:: WHAT YOU HAVE TO DO ::
Give back, word for word, the lines in the listing below from the one holding "One point goes on each instance of the cloud, as" down to the one holding "One point goes on each instance of the stone", both ends included.

:: MATERIAL SHOWN ::
----------------
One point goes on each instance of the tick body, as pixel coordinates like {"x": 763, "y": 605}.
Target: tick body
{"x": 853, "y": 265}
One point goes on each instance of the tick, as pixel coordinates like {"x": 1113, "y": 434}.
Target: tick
----------------
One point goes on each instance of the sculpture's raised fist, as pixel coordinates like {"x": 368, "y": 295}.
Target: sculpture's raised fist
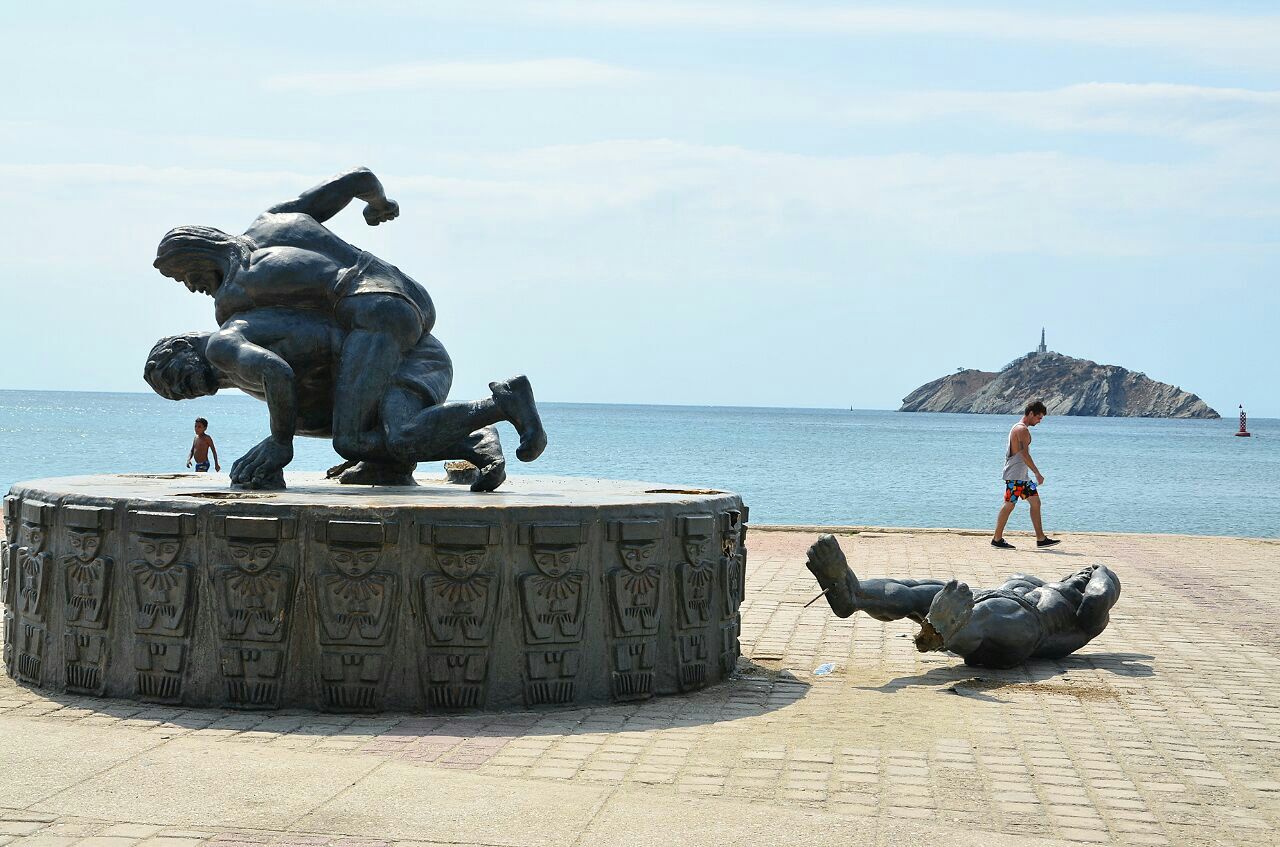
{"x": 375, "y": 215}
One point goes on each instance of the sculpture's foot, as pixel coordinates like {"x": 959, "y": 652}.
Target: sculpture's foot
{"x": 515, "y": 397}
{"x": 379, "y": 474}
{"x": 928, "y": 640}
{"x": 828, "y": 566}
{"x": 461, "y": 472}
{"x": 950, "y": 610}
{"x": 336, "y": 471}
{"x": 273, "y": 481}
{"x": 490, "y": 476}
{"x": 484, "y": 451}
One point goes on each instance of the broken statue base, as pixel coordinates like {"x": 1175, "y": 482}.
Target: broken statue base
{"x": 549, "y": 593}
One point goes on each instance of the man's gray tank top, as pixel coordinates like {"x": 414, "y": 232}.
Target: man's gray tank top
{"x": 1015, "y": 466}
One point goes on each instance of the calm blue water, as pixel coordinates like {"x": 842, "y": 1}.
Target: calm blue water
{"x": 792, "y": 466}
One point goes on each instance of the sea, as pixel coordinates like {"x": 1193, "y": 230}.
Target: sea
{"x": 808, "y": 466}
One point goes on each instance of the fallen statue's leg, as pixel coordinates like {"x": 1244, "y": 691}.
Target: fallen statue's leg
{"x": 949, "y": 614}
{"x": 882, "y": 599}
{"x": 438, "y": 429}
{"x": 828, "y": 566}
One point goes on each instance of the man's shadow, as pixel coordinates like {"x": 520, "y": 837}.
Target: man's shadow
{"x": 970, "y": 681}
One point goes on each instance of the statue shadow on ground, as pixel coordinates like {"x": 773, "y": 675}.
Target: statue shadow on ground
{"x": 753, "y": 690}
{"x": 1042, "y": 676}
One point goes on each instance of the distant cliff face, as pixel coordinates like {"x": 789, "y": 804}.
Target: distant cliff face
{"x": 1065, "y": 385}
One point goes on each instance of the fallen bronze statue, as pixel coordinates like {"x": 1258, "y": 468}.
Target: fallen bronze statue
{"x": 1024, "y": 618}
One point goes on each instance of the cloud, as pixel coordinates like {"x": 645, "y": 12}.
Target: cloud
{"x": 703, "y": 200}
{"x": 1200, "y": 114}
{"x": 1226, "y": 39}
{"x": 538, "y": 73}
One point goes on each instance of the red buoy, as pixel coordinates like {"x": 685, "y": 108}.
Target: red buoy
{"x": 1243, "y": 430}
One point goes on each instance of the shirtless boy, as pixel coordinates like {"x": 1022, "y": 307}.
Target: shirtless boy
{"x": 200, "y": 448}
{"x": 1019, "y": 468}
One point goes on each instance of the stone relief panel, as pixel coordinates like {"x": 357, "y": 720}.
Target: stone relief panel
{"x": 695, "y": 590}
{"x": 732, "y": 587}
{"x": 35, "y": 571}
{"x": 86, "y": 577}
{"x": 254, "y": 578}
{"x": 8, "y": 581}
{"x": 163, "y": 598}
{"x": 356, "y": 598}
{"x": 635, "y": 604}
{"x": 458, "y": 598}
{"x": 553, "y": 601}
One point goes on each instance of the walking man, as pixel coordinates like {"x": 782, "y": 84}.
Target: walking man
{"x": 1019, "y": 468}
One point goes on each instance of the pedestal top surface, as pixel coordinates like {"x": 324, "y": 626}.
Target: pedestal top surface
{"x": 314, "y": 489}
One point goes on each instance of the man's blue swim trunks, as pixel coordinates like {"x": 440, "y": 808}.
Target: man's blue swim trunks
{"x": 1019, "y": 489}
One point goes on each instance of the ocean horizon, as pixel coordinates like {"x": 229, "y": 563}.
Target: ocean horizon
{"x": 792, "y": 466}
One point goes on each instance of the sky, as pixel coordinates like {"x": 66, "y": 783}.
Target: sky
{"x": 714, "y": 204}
----------------
:: ANSWER BOX ::
One point goes on each instance of the cloud, as pixel coordinates like {"x": 645, "y": 12}.
Target: cloud
{"x": 703, "y": 200}
{"x": 1200, "y": 114}
{"x": 1226, "y": 39}
{"x": 538, "y": 73}
One point goes on each instance of the red buoy, as pixel coordinates like {"x": 685, "y": 108}.
Target: red buoy
{"x": 1243, "y": 430}
One point goes on each instance of the shirtless boy, as pixel coordinates like {"x": 1022, "y": 307}.
Target: shirtless boy
{"x": 200, "y": 448}
{"x": 1019, "y": 468}
One point goes on each instance of the stone relief panel, as pixel coordinates like {"x": 357, "y": 720}.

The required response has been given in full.